* **EXERCISE AIM**
Copy the lines below word for word, leaving out the pictures.

* **DATA SHOWN**

>>

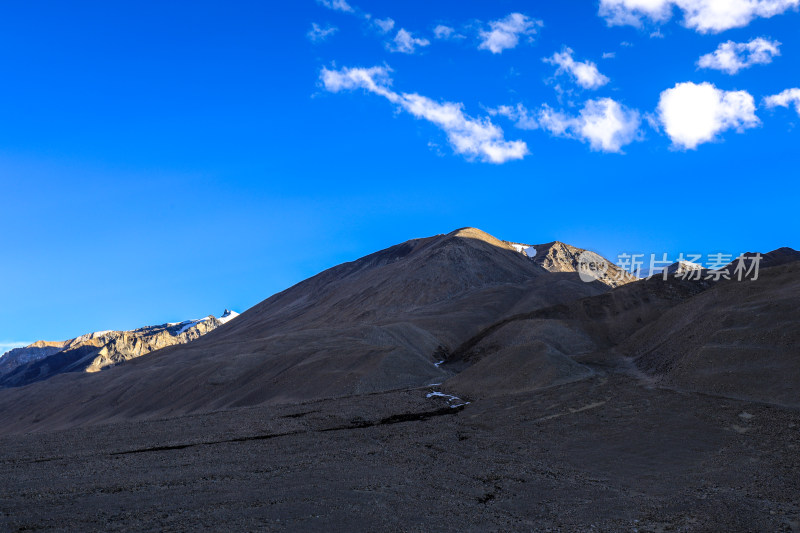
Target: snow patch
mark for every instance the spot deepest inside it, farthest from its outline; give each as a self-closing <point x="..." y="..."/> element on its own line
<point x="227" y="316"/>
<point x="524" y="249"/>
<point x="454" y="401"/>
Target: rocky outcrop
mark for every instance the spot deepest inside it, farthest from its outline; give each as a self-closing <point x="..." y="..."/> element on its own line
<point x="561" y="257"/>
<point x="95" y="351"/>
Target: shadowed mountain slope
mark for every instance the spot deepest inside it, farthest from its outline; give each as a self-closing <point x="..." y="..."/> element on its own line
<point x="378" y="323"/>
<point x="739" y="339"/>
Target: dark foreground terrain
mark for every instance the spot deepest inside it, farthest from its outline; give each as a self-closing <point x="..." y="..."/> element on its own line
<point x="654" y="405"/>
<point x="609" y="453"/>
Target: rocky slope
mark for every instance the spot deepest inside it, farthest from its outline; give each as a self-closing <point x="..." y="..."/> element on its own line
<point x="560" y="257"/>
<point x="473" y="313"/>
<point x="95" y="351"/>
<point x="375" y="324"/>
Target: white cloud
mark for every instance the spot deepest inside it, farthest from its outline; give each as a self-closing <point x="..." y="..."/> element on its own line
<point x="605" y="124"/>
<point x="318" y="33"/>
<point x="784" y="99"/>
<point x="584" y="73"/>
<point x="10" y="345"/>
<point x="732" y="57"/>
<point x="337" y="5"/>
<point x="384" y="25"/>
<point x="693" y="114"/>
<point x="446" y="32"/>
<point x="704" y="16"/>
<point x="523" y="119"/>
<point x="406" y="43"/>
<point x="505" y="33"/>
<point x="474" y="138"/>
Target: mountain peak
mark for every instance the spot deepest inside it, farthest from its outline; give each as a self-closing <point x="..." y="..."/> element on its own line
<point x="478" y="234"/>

<<

* **SOLUTION BELOW**
Target: snow patch
mark for every instance the spot deepest inside it, farthest from its outline; give each as a self-closing <point x="..." y="..."/> element on its own line
<point x="227" y="316"/>
<point x="524" y="249"/>
<point x="454" y="401"/>
Target: rocky outcrop
mark for every instance the spot deepest inside it, farthest from its outline; give each as a self-closing <point x="..." y="..."/> element on its own line
<point x="561" y="257"/>
<point x="95" y="351"/>
Target: shadowed mountain slope
mark for every instance the spot deepest inside it, farthest from its outline; give each as a self-closing <point x="..." y="..."/> element on its own line
<point x="378" y="323"/>
<point x="739" y="339"/>
Target: dark foreground terrain
mark for every instance the spot deepest inside it, farthest from its outline; give each as a self-closing <point x="..." y="..."/> element on its own line
<point x="654" y="405"/>
<point x="609" y="453"/>
Target: rocky slope
mark for every instance the spot deepest inside it, farthest from its outline; give each as a self-closing <point x="..." y="..."/> element on its own line
<point x="560" y="257"/>
<point x="473" y="313"/>
<point x="95" y="351"/>
<point x="375" y="324"/>
Target: white cloud
mark for every instance the spot deepest inside it, farthest from its outline; give each as a self-closing <point x="..." y="..."/> element on its own line
<point x="605" y="124"/>
<point x="318" y="33"/>
<point x="784" y="99"/>
<point x="584" y="73"/>
<point x="10" y="345"/>
<point x="732" y="57"/>
<point x="337" y="5"/>
<point x="384" y="25"/>
<point x="693" y="114"/>
<point x="446" y="32"/>
<point x="704" y="16"/>
<point x="523" y="119"/>
<point x="406" y="43"/>
<point x="505" y="33"/>
<point x="474" y="138"/>
Target: mountain peak
mark for every instance the spot deepest inside it, farthest from its outline; give each as a self-closing <point x="..." y="..."/> element on its own line
<point x="478" y="234"/>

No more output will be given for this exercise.